**Aim of the exercise:**
Turn every line of the data below into a Markdown table with the columns Row and Line, numbering each row and skipping any blank lines.

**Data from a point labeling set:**
start

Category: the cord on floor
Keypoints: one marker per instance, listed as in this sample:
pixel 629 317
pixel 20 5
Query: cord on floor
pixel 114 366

end

**Response to the exercise:**
| Row | Line |
|---|---|
| 1 | Category: the cord on floor |
| 2 | Keypoints: one marker per instance, listed as in this sample: |
| 3 | pixel 629 317 |
| 4 | pixel 20 5 |
| 5 | Query: cord on floor |
| 6 | pixel 114 366 |